▶ [Problems and tasks]:
a) Reproduce the article on the Cal Ramsey Awards starting with "WWE’s Mark Henry, NBA’s" and going on through "in the 1970s.".
b) Summarize the article on the Cal Ramsey Awards in two sentences.
c) Go on with the article on the Cal Ramsey Awards, picking up after its final sentence.

--- Study text Enclosed Below ---

WWE’s Mark Henry, NBA’s Willis Reed, Walt Frazier, Nate Archibald honored at NYC’s Cal Ramsey Awards

Manhattan’s Clyde Frazier’s Wine & Dine was the place to be on Wednesday night. The midtown restaurant hosted the Second Annual Cal Ramsey Awards, an evening to honor notables who have displayed excellence, dignity, perseverance and commitment to community.

Ramsey, the eleventh pick in the 1959 NBA Draft by the St. Louis Hawks out of New York University is about as New York City as you can get.

A Commerce High School alum, Ramsey’s Rucker Park duels with NBA legend, Connie Hawkins were the talk of uptown in the era before social media.

A former top assistant coach with NYU’s men’s basketball team, Ramsey was must see TV as a color analyst for Knicks broadcasts in the 1970s.

A former Chairman of the New York City Sports Commission, he has been a long-time advocate for children of the city. He’s set the example for making a difference in the NYC and now on Wednesday he acknowledged pillars in the five boroughs who have done the same.

Emceed by MSG and FOX Sports broadcaster, Kenny Albert, Wednesday’s night gathering honored notables like the World’s Strongest Man, Mark Henry.

--- End of Enclosed Study text ---
--- Record extracts Enclosed Below ---

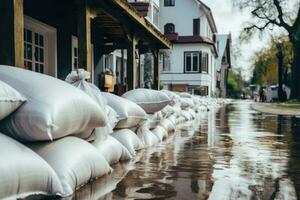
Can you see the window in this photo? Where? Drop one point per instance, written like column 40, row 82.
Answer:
column 39, row 47
column 169, row 2
column 74, row 53
column 34, row 49
column 201, row 90
column 169, row 28
column 155, row 16
column 196, row 26
column 166, row 61
column 204, row 63
column 192, row 61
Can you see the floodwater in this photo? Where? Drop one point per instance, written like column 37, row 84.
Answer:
column 230, row 153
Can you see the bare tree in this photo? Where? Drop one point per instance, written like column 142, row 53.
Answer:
column 284, row 14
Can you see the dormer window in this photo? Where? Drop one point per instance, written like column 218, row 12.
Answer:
column 169, row 2
column 169, row 28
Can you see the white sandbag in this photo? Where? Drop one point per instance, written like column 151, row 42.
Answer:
column 112, row 116
column 150, row 100
column 129, row 113
column 186, row 103
column 77, row 78
column 112, row 150
column 160, row 132
column 53, row 109
column 187, row 115
column 185, row 95
column 23, row 172
column 99, row 189
column 154, row 119
column 167, row 111
column 146, row 136
column 75, row 161
column 180, row 120
column 129, row 139
column 167, row 125
column 10, row 100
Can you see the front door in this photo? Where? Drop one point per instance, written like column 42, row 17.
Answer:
column 34, row 51
column 40, row 47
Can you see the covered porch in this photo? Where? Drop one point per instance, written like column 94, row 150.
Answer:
column 55, row 37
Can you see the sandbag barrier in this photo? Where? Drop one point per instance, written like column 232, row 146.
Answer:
column 57, row 136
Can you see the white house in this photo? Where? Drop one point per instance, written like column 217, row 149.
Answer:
column 190, row 65
column 223, row 62
column 114, row 60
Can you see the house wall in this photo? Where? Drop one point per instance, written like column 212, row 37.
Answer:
column 176, row 74
column 182, row 15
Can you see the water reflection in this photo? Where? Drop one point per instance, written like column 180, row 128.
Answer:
column 230, row 153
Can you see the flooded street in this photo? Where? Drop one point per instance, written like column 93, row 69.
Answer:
column 234, row 153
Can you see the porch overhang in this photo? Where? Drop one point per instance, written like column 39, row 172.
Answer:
column 117, row 20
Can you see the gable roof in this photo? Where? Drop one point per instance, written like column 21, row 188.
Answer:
column 209, row 15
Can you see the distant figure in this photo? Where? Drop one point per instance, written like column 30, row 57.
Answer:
column 261, row 94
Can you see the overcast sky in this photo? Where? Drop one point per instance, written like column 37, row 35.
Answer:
column 229, row 19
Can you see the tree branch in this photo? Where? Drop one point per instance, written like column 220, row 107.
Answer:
column 254, row 26
column 282, row 23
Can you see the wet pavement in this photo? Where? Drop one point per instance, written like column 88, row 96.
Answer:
column 230, row 153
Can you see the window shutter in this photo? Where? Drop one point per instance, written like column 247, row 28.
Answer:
column 196, row 26
column 207, row 63
column 200, row 61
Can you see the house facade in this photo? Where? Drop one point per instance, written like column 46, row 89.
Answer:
column 53, row 37
column 190, row 65
column 223, row 62
column 112, row 61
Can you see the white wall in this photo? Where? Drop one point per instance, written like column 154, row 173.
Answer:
column 182, row 15
column 176, row 74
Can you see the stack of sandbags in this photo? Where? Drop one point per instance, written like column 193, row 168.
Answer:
column 53, row 110
column 75, row 161
column 10, row 100
column 152, row 101
column 24, row 173
column 112, row 150
column 130, row 115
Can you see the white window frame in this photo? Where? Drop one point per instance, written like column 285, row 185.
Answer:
column 75, row 45
column 50, row 39
column 192, row 53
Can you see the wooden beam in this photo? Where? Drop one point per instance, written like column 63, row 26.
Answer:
column 156, row 56
column 122, row 66
column 12, row 33
column 84, row 36
column 131, row 64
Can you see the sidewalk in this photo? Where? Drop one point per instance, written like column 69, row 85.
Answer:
column 273, row 109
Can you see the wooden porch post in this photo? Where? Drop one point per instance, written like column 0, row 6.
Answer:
column 131, row 64
column 12, row 33
column 122, row 67
column 156, row 56
column 84, row 36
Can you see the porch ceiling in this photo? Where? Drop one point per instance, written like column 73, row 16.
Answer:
column 116, row 20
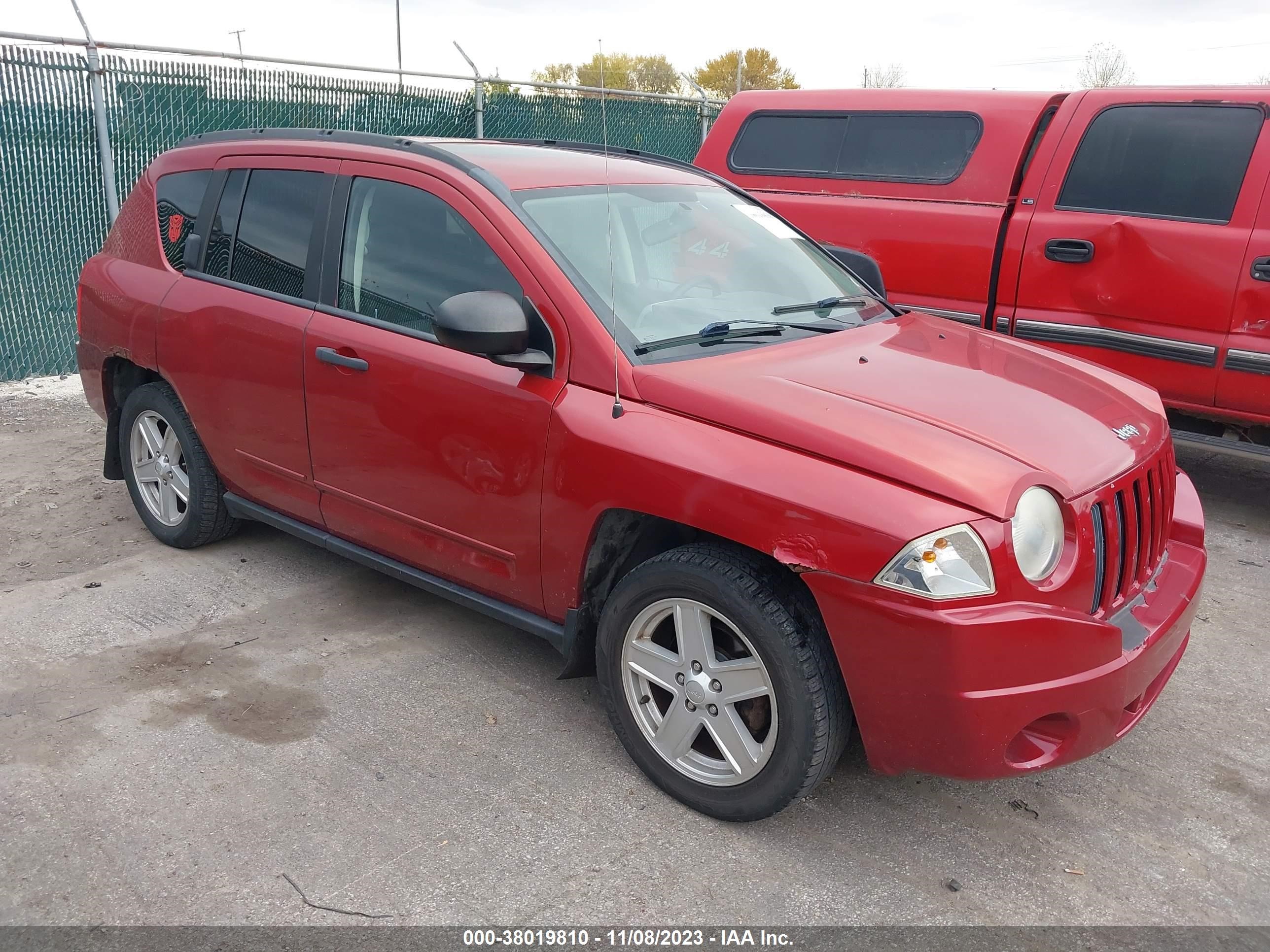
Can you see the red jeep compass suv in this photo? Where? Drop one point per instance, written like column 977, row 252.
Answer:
column 616, row 403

--- End of Enclosed Record extracts ---

▶ [Answers per task]:
a)
WWE’s Mark Henry, NBA’s Willis Reed, Walt Frazier, Nate Archibald honored at NYC’s Cal Ramsey Awards

Manhattan’s Clyde Frazier’s Wine & Dine was the place to be on Wednesday night. The midtown restaurant hosted the Second Annual Cal Ramsey Awards, an evening to honor notables who have displayed excellence, dignity, perseverance and commitment to community.

Ramsey, the eleventh pick in the 1959 NBA Draft by the St. Louis Hawks out of New York University is about as New York City as you can get.

A Commerce High School alum, Ramsey’s Rucker Park duels with NBA legend, Connie Hawkins were the talk of uptown in the era before social media.

A former top assistant coach with NYU’s men’s basketball team, Ramsey was must see TV as a color analyst for Knicks broadcasts in the 1970s.

b) The Second Annual Cal Ramsey Awards, held Wednesday night at Clyde Frazier's Wine & Dine in midtown Manhattan and emceed by Kenny Albert, honored notables who have shown excellence, dignity, perseverance and commitment to community, among them Mark Henry. Ramsey, the eleventh pick in the 1959 NBA Draft by the St. Louis Hawks out of New York University, went on to be a top assistant coach at NYU, a Knicks color analyst in the 1970s and Chairman of the New York City Sports Commission.

c)
Henry, a recent WWE Hall of Fame inductee, first met Ramsey when when the former two-time WWE World Heavyweight Champion competed in Foot Locker’s Slam Fest; an event where Ramsey served as commissioner. “He’s a good recruiter,” he said.

Days earlier, Henry had surgery to repair his torn meniscus. He gave his acceptance speech on crutches. “I’m a nice guy and don’t take it as a weakness,” joked Henry.

 

“I’ve been a world champion in three sports, I’m hyper competitive and I don’t like to lose. But that is one of the reasons why we’re here. We’re here because we want to do something for someone else.”

Dignitaries in attendance included former New York City mayor, David Dinkins, retired WNBA and New York Liberty all star forward, Kym Hampton, Knicks legends Charles Smith and Mel Davis, Tom Hoover, President of the NBA Retired Players Association’s New York chapter and  LeRoy Hendricks, Major League Baseball’s top security executive.

Other nominees at Ramsey’s award dinner were Russel Shuler, CEO & Founder of Youth Education Through Sport, Inc, Jeff Korek, a Senior Trial Partner at Gershowitz Libo & Korek, Robert Capers, nominee of former U.S. President, Barack Obama as a successor to Loretta Lynch as U.S. Attorney for the Eastern District of New York.

Willis Reed was also a Cal Ramsey Award Honoree. “The Captain,” authored one of the greatest stories in NBA history when he emerged from the Madison Square Garden tunnel after suffering a serious injury in Game 5 of the 1970 NBA Finals to battle Wilt Chamberlain and the Los Angeles Lakers.

Reed’s former Knicks teammate, Walt “Clyde” Frazier was also a 2018 Cal Ramsey Award Honoree. “I’m very honored to receive this award especially at Clyde’s Wine and Dine,” Frazier told the crowd Wednesday night.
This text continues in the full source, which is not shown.